Exercise objective:
Copy every one of the records below word for word, but omit the pictures.

Information given:

===

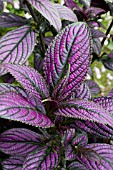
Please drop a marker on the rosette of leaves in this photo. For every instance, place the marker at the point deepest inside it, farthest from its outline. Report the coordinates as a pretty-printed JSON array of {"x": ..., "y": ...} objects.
[{"x": 54, "y": 103}]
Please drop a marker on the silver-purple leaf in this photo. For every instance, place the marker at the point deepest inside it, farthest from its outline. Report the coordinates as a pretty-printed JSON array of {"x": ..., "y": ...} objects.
[
  {"x": 67, "y": 49},
  {"x": 15, "y": 107},
  {"x": 1, "y": 6},
  {"x": 8, "y": 20},
  {"x": 30, "y": 79},
  {"x": 93, "y": 86},
  {"x": 86, "y": 3},
  {"x": 48, "y": 10},
  {"x": 65, "y": 13},
  {"x": 13, "y": 163},
  {"x": 44, "y": 158},
  {"x": 97, "y": 156},
  {"x": 16, "y": 46},
  {"x": 83, "y": 92},
  {"x": 76, "y": 165},
  {"x": 20, "y": 141},
  {"x": 94, "y": 128},
  {"x": 5, "y": 87},
  {"x": 86, "y": 110},
  {"x": 105, "y": 102}
]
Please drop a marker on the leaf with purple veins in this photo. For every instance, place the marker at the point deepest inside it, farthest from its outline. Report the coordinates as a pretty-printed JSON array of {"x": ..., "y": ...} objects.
[
  {"x": 48, "y": 10},
  {"x": 13, "y": 163},
  {"x": 30, "y": 79},
  {"x": 67, "y": 49},
  {"x": 16, "y": 46},
  {"x": 8, "y": 20},
  {"x": 44, "y": 158},
  {"x": 15, "y": 107},
  {"x": 83, "y": 92},
  {"x": 93, "y": 86},
  {"x": 76, "y": 165},
  {"x": 86, "y": 110},
  {"x": 94, "y": 128},
  {"x": 105, "y": 102},
  {"x": 20, "y": 141}
]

===

Finished task:
Please drop a marker on the rosette of leaves in this photo. For every instance, place the marker at the point deepest inside it, farthest from its outline. Report the coordinates as a pretty-printed JSON array of {"x": ..., "y": ...} objects.
[{"x": 54, "y": 103}]
Please drop a marker on the silver-purple leaf in this photo. For every instance, place the marker at the point deepest inside it, farthest from its outline. Report the coordinates as a pretty-printed JSON array of {"x": ..., "y": ...} objects.
[
  {"x": 67, "y": 49},
  {"x": 15, "y": 107},
  {"x": 1, "y": 6},
  {"x": 8, "y": 20},
  {"x": 30, "y": 79},
  {"x": 93, "y": 86},
  {"x": 86, "y": 3},
  {"x": 48, "y": 10},
  {"x": 65, "y": 13},
  {"x": 13, "y": 163},
  {"x": 44, "y": 158},
  {"x": 97, "y": 156},
  {"x": 16, "y": 46},
  {"x": 83, "y": 92},
  {"x": 76, "y": 165},
  {"x": 20, "y": 141},
  {"x": 94, "y": 128},
  {"x": 5, "y": 87},
  {"x": 86, "y": 110},
  {"x": 105, "y": 102}
]
Please drop a marker on the leaf with purple veins in this photo. For every instance, place the marker at the point deepest inside it, farthest from its outline. Report the coordinates as a pretty-printed JSON array of {"x": ..., "y": ...} objects.
[
  {"x": 48, "y": 10},
  {"x": 13, "y": 163},
  {"x": 30, "y": 79},
  {"x": 67, "y": 49},
  {"x": 16, "y": 46},
  {"x": 8, "y": 20},
  {"x": 44, "y": 158},
  {"x": 15, "y": 107},
  {"x": 83, "y": 92},
  {"x": 93, "y": 86},
  {"x": 76, "y": 165},
  {"x": 86, "y": 110},
  {"x": 94, "y": 128},
  {"x": 105, "y": 102},
  {"x": 20, "y": 141}
]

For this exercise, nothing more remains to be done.